* Description of the task *
Rewrite the passage of the article on Seasonal Affective Disorder between "In recent years, mental" and "mental health problems.", inclusive, substituting "grown" for "increased".

* Extract provided *
Dalhousie

It’s OK to be SAD

It's OK to be SAD
Heavy workloads and long winters can leave students susceptible to depression. (Photo by Asrar Ul Haq)
written by Laura Churchman
February 28, 2014 10:45 am
Heavy workloads and long winters can leave students susceptible to depression. (Photo by Asrar Ul Haq)

Heavy workloads and long winters can leave students susceptible to depression. (Photo by Asrar Ul Haq)

 

In recent years, mental health awareness and reported forms of mental instability have increased. The Mental Health Commission of Canada states that one in five Canadians experience mental health problems.

Contemporary understandings of mental health address the effect of stress not only on mental health, but also physical health. Many people treated for heart disease, asthma, Alzheimer’s and other common illnesses are told to practice stress management. If issues of stress lead to mental illness as well as other health concerns, people should place importance on practicing stress management just as they would practice healthy dietary habits and commitment to physical activity.

Academic expectations at any university cause students to feel stressed, making many students susceptible to depression.  Seasonal Affective Disorder (SAD) is a common form of depression that could potentially be affecting more Dalhousie students then people realize.  The disorder can have mild effects on many students, and the winters we experience in Halifax for much of the academic year are a contributing factor to this form of depression.

There are a number of students at Dalhousie who are living away from home and are unable to see their families regularly. For me, it is important to take a break from the Halifax winter—even just going back to Ontario to spend time with family. This is a luxury that many students may not have, and they’re spending breaks in Halifax while many of their friends are away.

With mental health awareness on the rise, it is becoming more common for people to look for emotional support in other ways. Dalhousie Health Services is one way in which students can find support and address their concerns, limiting further developments of mental illness.  As SAD could be affecting many Dal students to some degree, Dalhousie may want to consider making their counselling services more available by reducing appointment limitations.

Students should be aware of how common both stress related depression and Seasonal Affective Disorder are. If you are experiencing these types of issues it is important to make some adjustments early on, before symptoms worsen. Dal offers many different types of extra-curricular activities, like club teams, recreational sports, volunteer opportunities and fitness classes at the Dalplex. By taking advantage of these programs it’s easier to distract yourself from the extreme colds, heavy snowfalls and limited daylight trapping you indoors.

If you believe you may be suffering from a severe form of depression or mental illness, speak to a health care professional.

* Record excerpts *
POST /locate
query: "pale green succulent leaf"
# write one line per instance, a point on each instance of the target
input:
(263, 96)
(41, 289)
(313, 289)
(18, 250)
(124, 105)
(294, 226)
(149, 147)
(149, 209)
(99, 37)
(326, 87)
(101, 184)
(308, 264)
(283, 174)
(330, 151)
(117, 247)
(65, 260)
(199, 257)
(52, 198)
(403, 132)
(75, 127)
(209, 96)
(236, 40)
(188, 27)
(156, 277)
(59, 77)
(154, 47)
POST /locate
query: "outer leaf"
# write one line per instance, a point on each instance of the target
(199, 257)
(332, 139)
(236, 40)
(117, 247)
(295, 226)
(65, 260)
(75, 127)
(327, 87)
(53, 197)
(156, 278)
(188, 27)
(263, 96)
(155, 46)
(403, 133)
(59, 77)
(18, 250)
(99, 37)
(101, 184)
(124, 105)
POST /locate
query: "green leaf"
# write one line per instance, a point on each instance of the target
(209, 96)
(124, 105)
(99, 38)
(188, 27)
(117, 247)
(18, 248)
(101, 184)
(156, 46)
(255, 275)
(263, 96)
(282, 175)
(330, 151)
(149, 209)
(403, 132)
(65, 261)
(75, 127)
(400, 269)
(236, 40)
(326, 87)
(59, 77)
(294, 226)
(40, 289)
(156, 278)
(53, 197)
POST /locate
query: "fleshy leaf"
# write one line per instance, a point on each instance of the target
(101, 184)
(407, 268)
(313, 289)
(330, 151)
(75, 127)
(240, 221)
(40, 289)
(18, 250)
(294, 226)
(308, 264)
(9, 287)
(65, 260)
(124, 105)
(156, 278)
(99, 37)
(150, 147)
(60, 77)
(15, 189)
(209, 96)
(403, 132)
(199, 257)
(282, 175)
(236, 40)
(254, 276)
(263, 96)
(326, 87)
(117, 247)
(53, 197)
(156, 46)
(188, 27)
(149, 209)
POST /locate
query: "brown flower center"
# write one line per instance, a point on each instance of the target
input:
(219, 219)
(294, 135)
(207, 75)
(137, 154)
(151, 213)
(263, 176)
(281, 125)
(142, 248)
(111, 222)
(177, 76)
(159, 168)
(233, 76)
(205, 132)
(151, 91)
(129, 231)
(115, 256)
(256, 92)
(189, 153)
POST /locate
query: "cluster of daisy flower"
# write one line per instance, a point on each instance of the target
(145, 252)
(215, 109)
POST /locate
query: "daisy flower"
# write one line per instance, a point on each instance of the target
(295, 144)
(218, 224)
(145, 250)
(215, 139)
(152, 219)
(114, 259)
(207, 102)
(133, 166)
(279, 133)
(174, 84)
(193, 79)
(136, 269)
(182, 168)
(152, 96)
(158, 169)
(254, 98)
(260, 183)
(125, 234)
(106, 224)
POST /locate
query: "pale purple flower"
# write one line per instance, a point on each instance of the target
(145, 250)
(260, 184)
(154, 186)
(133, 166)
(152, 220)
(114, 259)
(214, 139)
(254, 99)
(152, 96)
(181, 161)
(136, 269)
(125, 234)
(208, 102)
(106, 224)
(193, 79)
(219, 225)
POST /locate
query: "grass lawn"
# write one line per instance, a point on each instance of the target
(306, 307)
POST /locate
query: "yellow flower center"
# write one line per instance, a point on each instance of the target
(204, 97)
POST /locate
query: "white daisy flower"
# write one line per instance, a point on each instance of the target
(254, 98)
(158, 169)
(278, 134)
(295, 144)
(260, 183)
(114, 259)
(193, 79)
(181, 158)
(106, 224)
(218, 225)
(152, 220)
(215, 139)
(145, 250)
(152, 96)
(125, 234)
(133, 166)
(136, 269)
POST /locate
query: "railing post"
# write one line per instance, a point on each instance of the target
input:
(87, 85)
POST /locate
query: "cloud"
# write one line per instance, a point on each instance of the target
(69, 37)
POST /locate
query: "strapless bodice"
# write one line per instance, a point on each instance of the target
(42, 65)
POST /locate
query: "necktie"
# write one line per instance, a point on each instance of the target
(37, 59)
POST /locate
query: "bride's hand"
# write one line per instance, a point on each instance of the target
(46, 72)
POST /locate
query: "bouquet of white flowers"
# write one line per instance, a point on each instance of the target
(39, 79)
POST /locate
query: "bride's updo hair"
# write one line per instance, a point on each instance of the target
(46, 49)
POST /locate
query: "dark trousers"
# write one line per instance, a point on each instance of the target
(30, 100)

* Answer box *
In recent years, mental health awareness and reported forms of mental instability have grown. The Mental Health Commission of Canada states that one in five Canadians experience mental health problems.